▶ [Task statement] According to the blog post about the fertility drug Clomid, how many months did the writer take it?

▶ [Extracted text]
= Beginning of Section =

"Most important things in the world have been accomplished by people who have kept on trying when
there seemed to be no hope at all" -Dale Carnegie

Monday, May 30, 2011

Fertility Drug- Clomid

Clomid is a fertility drug that helps many women who have a difficult time ovulating and is usually the first drug that is tried. It is a pill that is taken on specific days of your cycle. Timing is everything. I took Clomid for seven  months- it was horrid! The side effects are horrible and it made me feel like crap. I started on the lowest dose and eventually worked towards the max amount. Out of seven months I ovulated twice but never conceived. I believe that was the hardest two months ever. Finally, my body did what it was suppose to and I still couldn't get it right. After doing some research it turns out that even a healthy women with no fertility problems only have between a 10 and 25 percent chance of conceiving even when everything goes well. That means couples can take anywhere from four months and ten months to get pregnant if actively trying- so please ladies do not give up hope especially if you work right. Again, timing is everything.

= End of Section =

▶ [Data for review]
= Beginning of Section =

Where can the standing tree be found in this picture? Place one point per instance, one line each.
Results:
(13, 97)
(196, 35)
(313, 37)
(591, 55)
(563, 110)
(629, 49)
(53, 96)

= End of Section =

▶ [Solution for this exercise] Seven months.